__Dataset__:
========================

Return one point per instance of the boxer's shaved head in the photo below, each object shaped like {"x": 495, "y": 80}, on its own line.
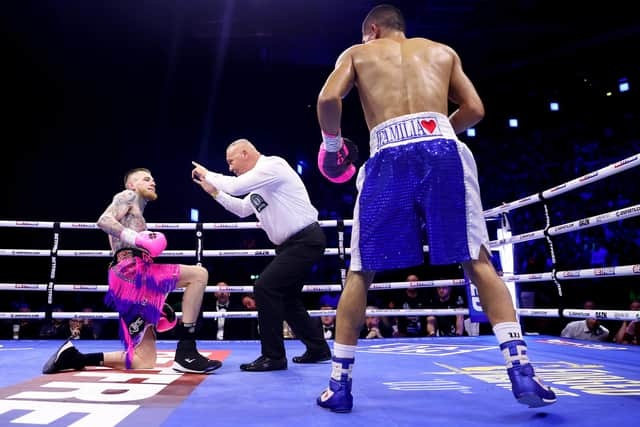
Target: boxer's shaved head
{"x": 386, "y": 16}
{"x": 242, "y": 156}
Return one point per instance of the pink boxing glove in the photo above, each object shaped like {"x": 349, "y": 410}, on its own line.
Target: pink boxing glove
{"x": 167, "y": 319}
{"x": 336, "y": 158}
{"x": 152, "y": 241}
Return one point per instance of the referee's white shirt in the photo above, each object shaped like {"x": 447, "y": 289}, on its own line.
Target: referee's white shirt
{"x": 274, "y": 193}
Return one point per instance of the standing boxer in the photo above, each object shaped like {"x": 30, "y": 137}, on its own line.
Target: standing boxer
{"x": 138, "y": 288}
{"x": 418, "y": 171}
{"x": 276, "y": 195}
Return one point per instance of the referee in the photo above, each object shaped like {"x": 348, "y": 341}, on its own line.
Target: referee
{"x": 274, "y": 192}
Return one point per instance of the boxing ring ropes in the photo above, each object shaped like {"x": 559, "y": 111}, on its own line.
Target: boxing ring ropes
{"x": 503, "y": 245}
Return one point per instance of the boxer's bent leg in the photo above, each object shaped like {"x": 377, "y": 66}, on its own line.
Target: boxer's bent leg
{"x": 494, "y": 295}
{"x": 194, "y": 278}
{"x": 188, "y": 359}
{"x": 144, "y": 356}
{"x": 352, "y": 306}
{"x": 303, "y": 326}
{"x": 527, "y": 388}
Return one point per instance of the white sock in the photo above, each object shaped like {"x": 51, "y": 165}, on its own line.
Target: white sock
{"x": 344, "y": 351}
{"x": 507, "y": 331}
{"x": 514, "y": 355}
{"x": 342, "y": 371}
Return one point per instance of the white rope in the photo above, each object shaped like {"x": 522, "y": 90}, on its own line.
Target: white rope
{"x": 605, "y": 218}
{"x": 155, "y": 225}
{"x": 588, "y": 273}
{"x": 612, "y": 169}
{"x": 531, "y": 312}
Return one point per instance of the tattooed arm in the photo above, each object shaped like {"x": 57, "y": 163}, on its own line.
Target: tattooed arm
{"x": 112, "y": 221}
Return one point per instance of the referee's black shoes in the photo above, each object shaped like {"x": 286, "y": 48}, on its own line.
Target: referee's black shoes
{"x": 309, "y": 357}
{"x": 264, "y": 363}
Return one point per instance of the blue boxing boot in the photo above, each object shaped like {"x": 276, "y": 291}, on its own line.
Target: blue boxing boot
{"x": 527, "y": 388}
{"x": 337, "y": 397}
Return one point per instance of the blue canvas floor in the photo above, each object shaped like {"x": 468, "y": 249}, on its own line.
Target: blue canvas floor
{"x": 397, "y": 382}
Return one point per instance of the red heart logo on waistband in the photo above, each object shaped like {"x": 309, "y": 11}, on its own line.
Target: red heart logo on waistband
{"x": 429, "y": 125}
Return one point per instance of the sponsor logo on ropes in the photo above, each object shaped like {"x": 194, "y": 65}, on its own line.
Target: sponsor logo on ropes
{"x": 625, "y": 161}
{"x": 102, "y": 397}
{"x": 407, "y": 130}
{"x": 573, "y": 273}
{"x": 166, "y": 226}
{"x": 26, "y": 286}
{"x": 607, "y": 271}
{"x": 88, "y": 253}
{"x": 524, "y": 236}
{"x": 588, "y": 176}
{"x": 83, "y": 225}
{"x": 24, "y": 315}
{"x": 564, "y": 226}
{"x": 627, "y": 211}
{"x": 584, "y": 222}
{"x": 559, "y": 187}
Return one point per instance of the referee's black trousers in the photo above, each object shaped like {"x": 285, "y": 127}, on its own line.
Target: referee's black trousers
{"x": 278, "y": 293}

========================

Put every line of the items above into a JSON list of strings, one string per line, with blank lines skipped and the picture left out.

[
  "Return one point per instance of the boxer's shaved head in the photo below, each object shaped like {\"x\": 495, \"y\": 80}, on its own line.",
  "Target: boxer's shaved head",
  "{\"x\": 386, \"y\": 16}",
  "{\"x\": 242, \"y\": 156}",
  "Return one point per instance of the pink boxing glove in the photo above, each object shaped like {\"x\": 349, \"y\": 410}, on its own line.",
  "Target: pink boxing glove",
  "{\"x\": 167, \"y\": 319}",
  "{\"x\": 336, \"y\": 158}",
  "{\"x\": 152, \"y\": 241}",
  "Return one point per instance of the referee's white shirt in the photo above, each object shaped like {\"x\": 447, \"y\": 289}, on its own line.",
  "Target: referee's white shirt",
  "{\"x\": 274, \"y\": 193}",
  "Return one point per instance of the standing boxer in the photo above, each object shaped like {\"x\": 30, \"y\": 137}, on its own line.",
  "Target: standing boxer",
  "{\"x\": 138, \"y\": 288}",
  "{\"x\": 418, \"y\": 171}",
  "{\"x\": 276, \"y\": 195}",
  "Return one point per instance of the referee in the photo above, each object shaped like {\"x\": 348, \"y\": 341}, on its own line.",
  "Target: referee",
  "{\"x\": 274, \"y\": 192}",
  "Return one point per instance of the boxing ring ropes in the photo above, each object shaped like {\"x\": 559, \"y\": 111}, on its own line.",
  "Target: boxing ring ropes",
  "{\"x\": 503, \"y\": 245}",
  "Return one point per instance of the boxer's bent leg in the photo above, each object shaped like {\"x\": 377, \"y\": 66}, on its own line.",
  "Target: boxer's bent leg",
  "{\"x\": 494, \"y\": 295}",
  "{\"x\": 194, \"y\": 278}",
  "{\"x\": 188, \"y\": 359}",
  "{\"x\": 144, \"y\": 356}",
  "{\"x\": 352, \"y\": 306}",
  "{\"x\": 303, \"y\": 326}",
  "{\"x\": 527, \"y\": 388}",
  "Return one point per instance of the white sock in the photo above, each object shaped like {\"x\": 51, \"y\": 165}, on its own line.",
  "Target: white sock",
  "{\"x\": 344, \"y\": 351}",
  "{\"x\": 507, \"y\": 331}",
  "{\"x\": 514, \"y\": 355}",
  "{\"x\": 342, \"y\": 371}",
  "Return one point per instance of the white rope in the photo above, each object shaped like {\"x\": 522, \"y\": 90}, on its own line.",
  "Target: white rope",
  "{\"x\": 605, \"y\": 218}",
  "{\"x\": 155, \"y\": 225}",
  "{\"x\": 588, \"y\": 273}",
  "{\"x\": 612, \"y\": 169}",
  "{\"x\": 531, \"y\": 312}",
  "Return one point per instance of the tattooed arm in the photo above, each object shaped like {\"x\": 57, \"y\": 163}, on its own line.",
  "Target: tattooed arm",
  "{\"x\": 112, \"y\": 221}",
  "Return one point per instance of the referee's black shoes in the photo above, each object shaped like {\"x\": 286, \"y\": 48}, on its own line.",
  "Target: referee's black shoes",
  "{\"x\": 309, \"y\": 357}",
  "{\"x\": 264, \"y\": 363}",
  "Return one point per instance of the blue boxing boot in the photo above, each object shaped like {\"x\": 276, \"y\": 291}, on its own line.",
  "Target: blue boxing boot",
  "{\"x\": 527, \"y\": 388}",
  "{\"x\": 337, \"y\": 397}",
  "Return one point per instance of the blue canvas floor in the photo above, each object shaped like {\"x\": 468, \"y\": 249}, on its own line.",
  "Target: blue canvas floor",
  "{\"x\": 397, \"y\": 382}",
  "Return one point per instance of the red heart logo on waistband in the photo above, each object shaped like {\"x\": 309, \"y\": 11}, on its own line.",
  "Target: red heart logo on waistband",
  "{\"x\": 429, \"y\": 125}",
  "Return one point per instance of the sponsor logo on ropes in the photo above, each object shaped like {\"x\": 194, \"y\": 65}, on its own line.",
  "Target: sponsor logo on ropes",
  "{\"x\": 625, \"y\": 161}",
  "{\"x\": 102, \"y\": 397}",
  "{\"x\": 407, \"y\": 130}",
  "{\"x\": 573, \"y\": 273}",
  "{\"x\": 166, \"y\": 226}",
  "{\"x\": 26, \"y\": 286}",
  "{\"x\": 607, \"y\": 271}",
  "{\"x\": 88, \"y\": 253}",
  "{\"x\": 524, \"y\": 236}",
  "{\"x\": 588, \"y\": 176}",
  "{\"x\": 83, \"y\": 225}",
  "{\"x\": 24, \"y\": 315}",
  "{\"x\": 564, \"y\": 226}",
  "{\"x\": 627, \"y\": 211}",
  "{\"x\": 584, \"y\": 222}",
  "{\"x\": 559, \"y\": 187}",
  "Return one point per instance of the referee's black trousers in the photo above, each object shaped like {\"x\": 285, \"y\": 127}, on its own line.",
  "Target: referee's black trousers",
  "{\"x\": 278, \"y\": 293}"
]